**REQUIRED WORK**
Return everything in the heat panel thread from "I appreciate the" down to "panels from him.", copied word for word.

# Fantastic heat panels from Russ (Retic666)



## Jibbajabba (Jan 31, 2011)

@retic666 is not just a top bloke (spent ours with him on the phone I think lol) but sells some great heat panels. I don't like CHEs because they get so damn hot and I always struggled with ambient temps especially in large vivs.

The only heat panels here were from habitstat but those are discontinued and they were 75W only.

I appreciate the fact he thought outside the box and didn't go with reptile ones. These are heatpanels you'd use in your home but Russ creates brackets for them which makes them a breeze to mount.

I got two panels from him.

600x600 (380W)
600x300 (180W)

and so far I am pleased (need on/off stat but Russ can modify them for dimming).

Here I am using the big one for the hot side









And the smaller one for the cold side









The viv is 8ft and I am glad the gradient works perfectly









What I like is that they are infrared so they should help with deep heating the noodles 

Again, great bloke - highly recommended and fantastic price too.

Panels also come with a power LED so if you don't trust your stat you can see when the panel is still heating









Now I am not done with testing yet. You can see I don't have substrate, hides or waterbowl in it, but I don't anticipate any further issues.

Thanks Russ.


----------



## Malc (Oct 27, 2009)

You may want to change the title.... When I read that I though Russ had sold you some dodgy bit of kit that were cracking and falling apart.....  

They look really good. That's going to be one happy boa when she goes in....

Extracted records
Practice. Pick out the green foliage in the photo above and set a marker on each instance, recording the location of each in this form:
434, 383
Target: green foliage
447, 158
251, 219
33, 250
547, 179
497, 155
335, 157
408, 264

**OUTPUT FOR THIS EXERCISE**
I appreciate the fact he thought outside the box and didn't go with reptile ones. These are heatpanels you'd use in your home but Russ creates brackets for them which makes them a breeze to mount.

I got two panels from him.